- Qué producir
Extrae íntegro y sin cambios el texto sobre la masificación de la política en el siglo XX que aparece a continuación.

___ Texto para analizar

Hay quienes creen que el siglo XX fue en nuestra historia el de la lenta y accidentada construcción de una democracia, pero quizá sea más preciso decir que fue el siglo de la masificación de la política, que no es lo mismo. Aquello de la democracia fue solamente un disfraz que redujo todo un sistema de gobierno a la repetición más o menos periódica del ritual del sufragio.
Creo que fue Velasco Ibarra, en 1934, el primer político que realizó una campaña electoral recorriendo el país de punta a punta, sin arredrarse ante la necesidad de montar una mula cuando no había otro medio de llegar a los más apartados rincones. Antes de él, todo se resolvía entre las cuatro paredes de los salones elegantes, donde se hacía valer el peso de la influencia o el dinero; después, ya nadie pudo abstenerse del recorrido ritual, y la plaza pública, que antes fue el escenario exclusivo de las celebraciones religiosas, las fiestas populares o las corridas de toros, se convirtió en el lugar “natural” de la política.

______
___ Datos siguientes

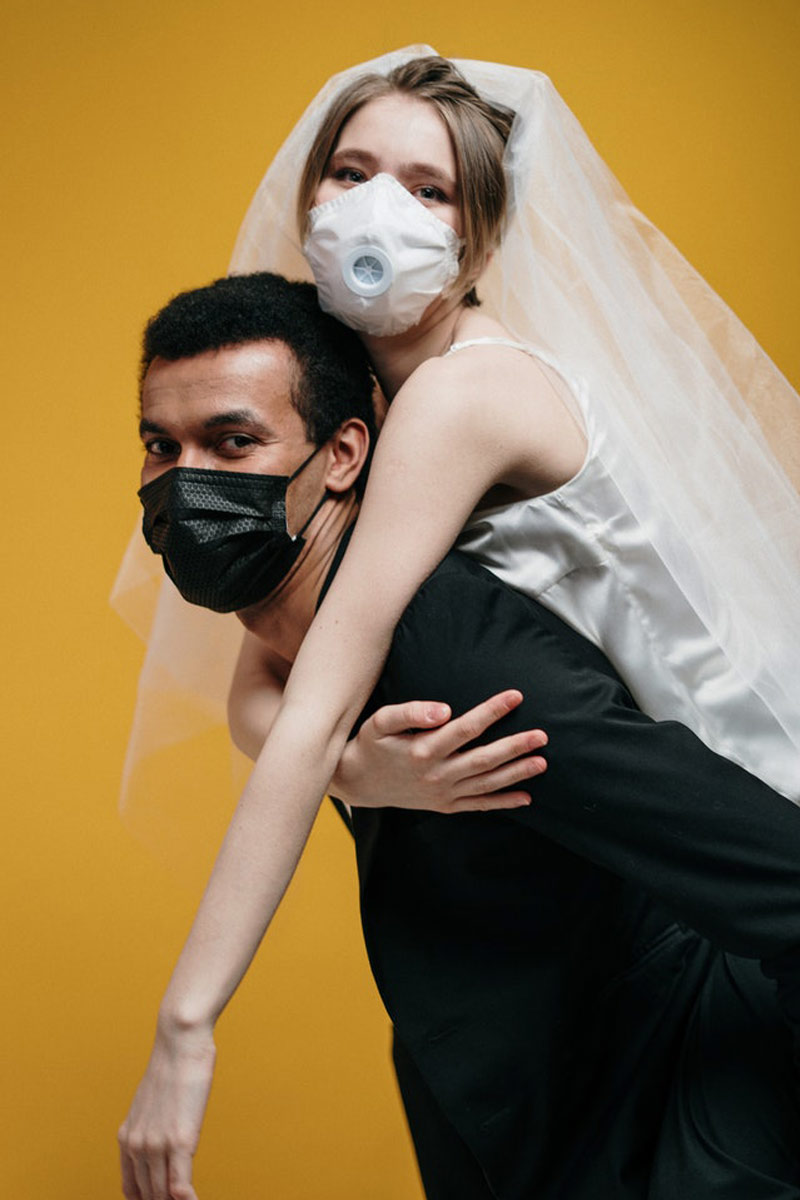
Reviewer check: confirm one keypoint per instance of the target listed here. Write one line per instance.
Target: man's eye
(161, 448)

______

- Espacio de respuesta
Hay quienes creen que el siglo XX fue en nuestra historia el de la lenta y accidentada construcción de una democracia, pero quizá sea más preciso decir que fue el siglo de la masificación de la política, que no es lo mismo. Aquello de la democracia fue solamente un disfraz que redujo todo un sistema de gobierno a la repetición más o menos periódica del ritual del sufragio.
Creo que fue Velasco Ibarra, en 1934, el primer político que realizó una campaña electoral recorriendo el país de punta a punta, sin arredrarse ante la necesidad de montar una mula cuando no había otro medio de llegar a los más apartados rincones. Antes de él, todo se resolvía entre las cuatro paredes de los salones elegantes, donde se hacía valer el peso de la influencia o el dinero; después, ya nadie pudo abstenerse del recorrido ritual, y la plaza pública, que antes fue el escenario exclusivo de las celebraciones religiosas, las fiestas populares o las corridas de toros, se convirtió en el lugar “natural” de la política.